### Set tasks
**A)** Translate this sentence from the passage on ARM page table attributes below into German: "Both CB=00 and CB=01 are suitable for _wc, and CB=01 (Uncached/Buffered) allows the hardware more freedom than CB=00, so we'll use that."
**B)** Continue the passage on ARM page table attributes below from the point where it stops.

We use different page table attributes depending on which CPU we
are running on:
- Non-XScale ARMv5 and earlier systems: The ARMv5 ARM documents four
possible mapping types (CB=00/01/10/11). We can't use any of the
cached memory types (CB=10/11), since that breaks coherency with
peripheral devices. Both CB=00 and CB=01 are suitable for _wc, and
CB=01 (Uncached/Buffered) allows the hardware more freedom than
CB=00, so we'll use that.
(The ARMv5 ARM seems to suggest that CB=01 is allowed to delay stores
but isn't allowed to merge them, but there is no other mapping type
we can use that allows the hardware to delay and merge stores, so
we'll go with CB=01.)
- XScale v1/v2 (ARMv5): same as the ARMv5 case above, with the slight
difference that on these platforms, CB=01 actually _does_ allow
merging stores. (If you want noncoalescing bufferable behavior
on Xscale v1/v2, you need to use XCB=101.)

### Data listing
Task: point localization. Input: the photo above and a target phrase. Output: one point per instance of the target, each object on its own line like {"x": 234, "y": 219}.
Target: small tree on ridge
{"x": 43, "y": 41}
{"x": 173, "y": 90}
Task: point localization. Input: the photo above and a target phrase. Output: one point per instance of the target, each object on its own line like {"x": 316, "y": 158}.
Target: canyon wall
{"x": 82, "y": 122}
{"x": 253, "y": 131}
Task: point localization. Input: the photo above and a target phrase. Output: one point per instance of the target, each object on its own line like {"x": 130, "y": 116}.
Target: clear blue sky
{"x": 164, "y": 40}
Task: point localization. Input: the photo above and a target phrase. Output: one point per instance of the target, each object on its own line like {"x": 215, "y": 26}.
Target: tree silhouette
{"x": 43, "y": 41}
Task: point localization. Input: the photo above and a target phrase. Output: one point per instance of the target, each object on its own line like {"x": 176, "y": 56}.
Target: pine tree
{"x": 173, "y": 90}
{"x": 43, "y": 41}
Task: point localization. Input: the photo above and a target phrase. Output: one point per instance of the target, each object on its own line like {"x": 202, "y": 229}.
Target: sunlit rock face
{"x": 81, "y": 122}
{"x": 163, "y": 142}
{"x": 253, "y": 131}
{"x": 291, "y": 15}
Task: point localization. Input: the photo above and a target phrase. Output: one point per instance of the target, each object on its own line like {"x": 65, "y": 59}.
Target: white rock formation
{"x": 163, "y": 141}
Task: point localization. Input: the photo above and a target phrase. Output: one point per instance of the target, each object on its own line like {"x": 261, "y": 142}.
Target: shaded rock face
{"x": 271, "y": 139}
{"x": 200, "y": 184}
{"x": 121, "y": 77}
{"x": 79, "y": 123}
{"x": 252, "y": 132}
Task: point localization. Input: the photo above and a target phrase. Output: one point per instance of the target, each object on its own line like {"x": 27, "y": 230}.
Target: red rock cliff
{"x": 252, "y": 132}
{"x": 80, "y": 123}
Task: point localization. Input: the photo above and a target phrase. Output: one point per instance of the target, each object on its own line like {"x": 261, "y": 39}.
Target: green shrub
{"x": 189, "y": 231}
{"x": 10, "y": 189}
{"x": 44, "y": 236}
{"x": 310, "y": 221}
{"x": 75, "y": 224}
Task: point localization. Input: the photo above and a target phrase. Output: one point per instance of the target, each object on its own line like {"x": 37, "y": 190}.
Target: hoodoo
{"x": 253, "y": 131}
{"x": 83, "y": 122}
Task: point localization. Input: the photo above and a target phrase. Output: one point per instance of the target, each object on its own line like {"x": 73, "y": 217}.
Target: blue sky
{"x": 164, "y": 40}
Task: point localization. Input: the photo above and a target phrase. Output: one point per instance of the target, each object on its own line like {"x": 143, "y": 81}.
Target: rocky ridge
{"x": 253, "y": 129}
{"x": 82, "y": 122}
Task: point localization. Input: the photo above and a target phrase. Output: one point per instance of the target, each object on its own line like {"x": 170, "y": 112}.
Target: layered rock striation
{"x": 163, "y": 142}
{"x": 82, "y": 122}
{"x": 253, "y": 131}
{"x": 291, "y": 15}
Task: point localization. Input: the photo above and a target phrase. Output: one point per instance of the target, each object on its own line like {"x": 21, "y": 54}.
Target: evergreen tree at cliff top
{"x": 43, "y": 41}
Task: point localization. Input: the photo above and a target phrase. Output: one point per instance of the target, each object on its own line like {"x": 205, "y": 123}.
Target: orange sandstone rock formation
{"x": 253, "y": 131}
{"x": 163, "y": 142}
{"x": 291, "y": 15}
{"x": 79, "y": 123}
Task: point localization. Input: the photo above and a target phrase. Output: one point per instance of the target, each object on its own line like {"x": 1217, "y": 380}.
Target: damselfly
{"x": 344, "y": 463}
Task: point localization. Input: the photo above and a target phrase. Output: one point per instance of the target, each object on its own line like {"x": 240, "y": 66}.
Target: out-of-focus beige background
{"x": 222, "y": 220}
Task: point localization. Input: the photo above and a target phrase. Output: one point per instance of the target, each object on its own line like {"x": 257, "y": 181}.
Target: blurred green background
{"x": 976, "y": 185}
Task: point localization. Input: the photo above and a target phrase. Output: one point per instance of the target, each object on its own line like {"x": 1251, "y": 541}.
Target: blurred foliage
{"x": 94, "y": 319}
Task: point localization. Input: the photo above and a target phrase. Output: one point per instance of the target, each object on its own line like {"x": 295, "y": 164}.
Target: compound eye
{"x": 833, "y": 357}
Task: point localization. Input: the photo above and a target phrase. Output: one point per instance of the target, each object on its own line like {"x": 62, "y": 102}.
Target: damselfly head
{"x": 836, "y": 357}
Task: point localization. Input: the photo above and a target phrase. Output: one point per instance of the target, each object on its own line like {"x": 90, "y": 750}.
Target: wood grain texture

### Exercise answers
**A)** Sowohl CB=00 als auch CB=01 sind für _wc geeignet, und CB=01 (Uncached/Buffered) gewährt der Hardware mehr Freiheit als CB=00, daher verwenden wir diese Variante.

**B)**
- Xscale v3 (ARMv5) and ARMv6+: on these systems, we use TEXCB=00100
mappings (Inner/Outer Uncacheable in xsc3 parlance, Uncached Normal
in ARMv6 parlance).
The ARMv6 ARM explicitly says that any accesses to Normal memory can
be merged, which makes Normal memory more suitable for _wc mappings
than Device or Strongly Ordered memory, as the latter two mapping
types are guaranteed to maintain transaction number, size and order.
We use the Uncached variety of Normal mappings for the same reason
that we can't use C=1 mappings on ARMv5.
The xsc3 Architecture Specification documents TEXCB=00100 as being
Uncacheable and allowing coalescing of writes, which is also just
what we need.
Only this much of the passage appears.